--- Extract to read ---

Pages

Friday, September 7, 2018

One Century Ago: Greetings from NAS Hampton Roads

During your summer vacation, did you happen to pick up and mail any postcards?  Although not a widespread practice today, sending messages such as "Wish you were here" to friends and loved ones on the back of an inexpensive photograph or illustration of a favorite vacation scene became popular early in the last century, particularly after 1907, when areas for writing short messages became a common feature in the designs of postcards.   

There are a number of high-quality photographs of Naval Air Station Hampton Roads (known as NAS Norfolk after 1921) in the Hampton Roads Naval Museum collection, many of them taken 100 years ago to document construction work completed by contractors.  No official photo collections of NAS Hampton Roads' daily activities during World War I were mass-produced for public dissemination, however.  That is because official Navy photographers and other public affairs personnel were not yet stationed there.  Nevertheless there is an assortment of rare postcards in our collection made by enterprising civilian photographers who sold their wares, many in booklet form, to visitors or those stationed on the base.

The following is a selection of detachable post cards from a booklet that could once be found in souvenir shops and hotels in the area a century ago. In his book Greetings from Hampton Roads, Virginia (2008), postcard and paper collectables expert James Tigner Jr. pointed out that the height of postcard popularity in America spanned the years between 1906 and 1915.  More postcards were being produced around the times these postcards were made than ever before, yet they were being mailed more often than ever before as well, making these unused postcards something of a rarity today.
The Great Arch, one of the few structures left over from the 1907 Jamestown Exposition to be used by the Navy after the property was purchased in 1917, is toppped by a lookout station, framing a seaplane returning to the air station boat basin. The arch bridged the former exposition "Government Piers" which now hosted new seaplane hangars at each end.  The arch was finally removed during the Second World War. (Hampton Roads Naval Museum Collection)
The administration building was centrally located near the foot of the Government Piers, where only year before some of the first tent hangars stood.  The new dirigible hangar can be seen in the background to the southeast. (Hampton Roads Naval Museum Collection)
Two Curtiss H-12 flying boats await their daily antisubmarine patrols at the ramp leading into the boat basin.  Although no H-12s were lost to enemy action during the war, the flying boat on the right (770) was lost on its way back from a naval regatta in Baltimore when it crashed into a building on nearby Willoughby Spit on December 13, 1918, killing two crewmen. (Hampton Roads Naval Museum Collection)
 Curtiss HS-2L patrol seaplanes, each carrying a crew of three, were used both for regular antisubmarine patrols and for training new pilots.  (Hampton Roads Naval Museum Collection)

--- Data records ---

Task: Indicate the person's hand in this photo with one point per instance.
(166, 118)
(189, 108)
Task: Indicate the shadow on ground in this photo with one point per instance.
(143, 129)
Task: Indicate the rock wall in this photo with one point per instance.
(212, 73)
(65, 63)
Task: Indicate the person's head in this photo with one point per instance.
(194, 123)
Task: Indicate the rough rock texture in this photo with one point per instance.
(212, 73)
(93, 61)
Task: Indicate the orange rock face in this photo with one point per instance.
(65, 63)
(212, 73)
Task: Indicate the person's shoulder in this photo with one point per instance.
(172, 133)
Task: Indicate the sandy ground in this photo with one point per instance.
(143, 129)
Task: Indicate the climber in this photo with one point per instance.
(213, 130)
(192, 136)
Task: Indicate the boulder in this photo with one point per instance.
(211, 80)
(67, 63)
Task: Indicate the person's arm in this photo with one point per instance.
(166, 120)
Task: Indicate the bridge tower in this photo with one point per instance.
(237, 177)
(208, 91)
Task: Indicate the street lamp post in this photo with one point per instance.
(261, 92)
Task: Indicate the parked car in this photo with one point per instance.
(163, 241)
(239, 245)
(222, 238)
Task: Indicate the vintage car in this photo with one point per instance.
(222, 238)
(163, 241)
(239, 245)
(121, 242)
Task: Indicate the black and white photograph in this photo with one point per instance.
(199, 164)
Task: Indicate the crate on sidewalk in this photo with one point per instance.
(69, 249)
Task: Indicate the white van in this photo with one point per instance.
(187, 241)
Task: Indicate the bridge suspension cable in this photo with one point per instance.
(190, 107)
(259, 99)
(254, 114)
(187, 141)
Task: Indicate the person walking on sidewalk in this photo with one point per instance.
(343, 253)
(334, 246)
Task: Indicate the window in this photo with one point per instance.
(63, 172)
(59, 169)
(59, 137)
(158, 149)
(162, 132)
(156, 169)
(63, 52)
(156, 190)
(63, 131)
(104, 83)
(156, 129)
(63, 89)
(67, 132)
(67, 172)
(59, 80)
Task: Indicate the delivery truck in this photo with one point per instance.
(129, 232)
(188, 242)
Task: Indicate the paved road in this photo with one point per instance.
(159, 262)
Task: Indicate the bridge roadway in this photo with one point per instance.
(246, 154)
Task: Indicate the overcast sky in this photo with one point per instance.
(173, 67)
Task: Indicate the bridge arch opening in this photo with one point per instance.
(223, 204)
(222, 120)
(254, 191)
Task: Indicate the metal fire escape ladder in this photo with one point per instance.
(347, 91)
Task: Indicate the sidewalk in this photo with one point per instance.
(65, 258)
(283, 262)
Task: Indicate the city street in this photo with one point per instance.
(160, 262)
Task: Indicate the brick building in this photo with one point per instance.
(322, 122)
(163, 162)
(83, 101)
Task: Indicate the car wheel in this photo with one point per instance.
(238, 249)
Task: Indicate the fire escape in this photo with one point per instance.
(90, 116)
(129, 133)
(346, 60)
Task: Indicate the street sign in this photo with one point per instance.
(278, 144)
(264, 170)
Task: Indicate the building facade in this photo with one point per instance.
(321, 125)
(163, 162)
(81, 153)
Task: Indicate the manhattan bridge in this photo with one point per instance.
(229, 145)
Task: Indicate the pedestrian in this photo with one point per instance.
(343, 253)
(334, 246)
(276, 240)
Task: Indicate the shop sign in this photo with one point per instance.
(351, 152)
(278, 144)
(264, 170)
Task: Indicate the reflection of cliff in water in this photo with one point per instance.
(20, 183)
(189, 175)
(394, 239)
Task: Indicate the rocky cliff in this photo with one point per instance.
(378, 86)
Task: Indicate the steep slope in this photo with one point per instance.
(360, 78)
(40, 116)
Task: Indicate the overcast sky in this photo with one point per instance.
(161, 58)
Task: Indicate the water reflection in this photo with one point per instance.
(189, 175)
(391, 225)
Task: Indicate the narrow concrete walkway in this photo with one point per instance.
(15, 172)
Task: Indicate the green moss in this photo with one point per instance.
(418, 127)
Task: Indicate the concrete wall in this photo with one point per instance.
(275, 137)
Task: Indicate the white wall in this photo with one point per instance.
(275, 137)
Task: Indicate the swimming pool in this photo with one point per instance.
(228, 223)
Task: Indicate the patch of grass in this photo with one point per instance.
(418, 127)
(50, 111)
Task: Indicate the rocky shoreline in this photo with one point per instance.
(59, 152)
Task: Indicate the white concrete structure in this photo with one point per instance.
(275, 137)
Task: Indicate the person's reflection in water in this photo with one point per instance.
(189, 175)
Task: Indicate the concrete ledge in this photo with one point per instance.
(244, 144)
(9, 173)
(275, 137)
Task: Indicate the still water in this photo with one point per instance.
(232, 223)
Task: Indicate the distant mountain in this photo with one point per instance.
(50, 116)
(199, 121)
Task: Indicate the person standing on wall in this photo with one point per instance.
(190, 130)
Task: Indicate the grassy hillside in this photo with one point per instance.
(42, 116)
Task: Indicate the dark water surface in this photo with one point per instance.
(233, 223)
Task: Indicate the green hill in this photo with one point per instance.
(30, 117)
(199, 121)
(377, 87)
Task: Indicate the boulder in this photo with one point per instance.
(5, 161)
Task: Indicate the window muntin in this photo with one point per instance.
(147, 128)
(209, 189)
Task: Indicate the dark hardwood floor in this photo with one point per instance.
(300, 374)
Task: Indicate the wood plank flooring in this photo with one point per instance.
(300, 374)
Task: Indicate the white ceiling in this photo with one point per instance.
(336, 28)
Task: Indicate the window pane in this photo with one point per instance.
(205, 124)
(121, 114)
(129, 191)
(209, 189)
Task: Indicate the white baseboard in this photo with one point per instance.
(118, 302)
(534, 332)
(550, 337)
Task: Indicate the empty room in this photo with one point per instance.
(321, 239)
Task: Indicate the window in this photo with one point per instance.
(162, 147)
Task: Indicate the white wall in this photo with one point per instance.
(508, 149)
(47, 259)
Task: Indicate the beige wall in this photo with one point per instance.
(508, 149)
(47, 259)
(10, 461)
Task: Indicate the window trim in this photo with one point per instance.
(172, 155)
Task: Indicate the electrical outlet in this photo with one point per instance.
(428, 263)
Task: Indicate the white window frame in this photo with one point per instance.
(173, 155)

---

* [Set task A]:
Decide whether each statement agrees with the post on NAS Hampton Roads postcards, answering yes or no and quoting the deciding words from the post: (i) The Great Arch was removed during the First World War. (ii) Areas for writing short messages became a common feature of postcard designs after 1907. (iii) Each Curtiss HS-2L patrol seaplane carried a crew of three.
* [Set task B]:
Pick up the post on NAS Hampton Roads postcards after its last sentence and continue writing it.

* [Final answer A]:
(i) No: "The arch was finally removed during the Second World War."
(ii) Yes: "particularly after 1907, when areas for writing short messages became a common feature in the designs of postcards."
(iii) Yes: "Curtiss HS-2L patrol seaplanes, each carrying a crew of three"

* [Final answer B]:
For the duration of World War I, at least three patrol missions would be launched daily from NAS Hampton Roads.  Before dawn, two single-engine HS-2 seaplanes each would depart north to Chincoteague and south to Morehead City, replenish, and return.  At about 1000, two larger two-engine H-12s would depart on long-range patrols, arriving back to the air station by mid-afternoon.  Daylight permitting, two additional HS-2s would depart for further patrols off the coast.  (Hampton Roads Naval Museum Collection)
A Curtiss HS-2 heads out in patrol.  Note the tricolor roundels on the wings.  (Hampton Roads Naval Museum Collection)
Kite balloons were a constant sight above the air station during World War I.  Note the Administration Building to the center right and the Pennsylvania House (which at the time served as an officer candidate school) in the far background to the left.  It is the only landmark that still exists today. (Hampton Roads Naval Museum Collection)
The first barracks complex specifically for the use of aviation personnel was constructed in the fall of 1917 and was once situated directly behind (south of) the North Carolina, Connecticut, and Rhode Island state houses left over from the Jamestown Exposition, which by then served as residences for senior officers.  The complex would be heavily damaged on September 17, 1943, when a trailer load of aerial depth bombs detonated nearby. (Hampton Roads Naval Museum Collection)
The North Carolina, Connecticut, and Rhode Island state houses left over from the Jamestown Exposition served as senior officers quarters at the time NAS Hampton Roads was established.  While the houses once looked north out over Willoughby Bay, the water was filled in to create an airfield and the houses were moved east near the other historic state houses to make way for more ramps and taxiways.  Unfortunately, both the North Carolina and Rhode Island houses were heavily damaged by fire some years later, but their remains were connected and rebuilt together as a bachelor officers' quarters that remains in operation on Dillingham Boulevard to this day. (Hampton Roads Naval Museum Collection)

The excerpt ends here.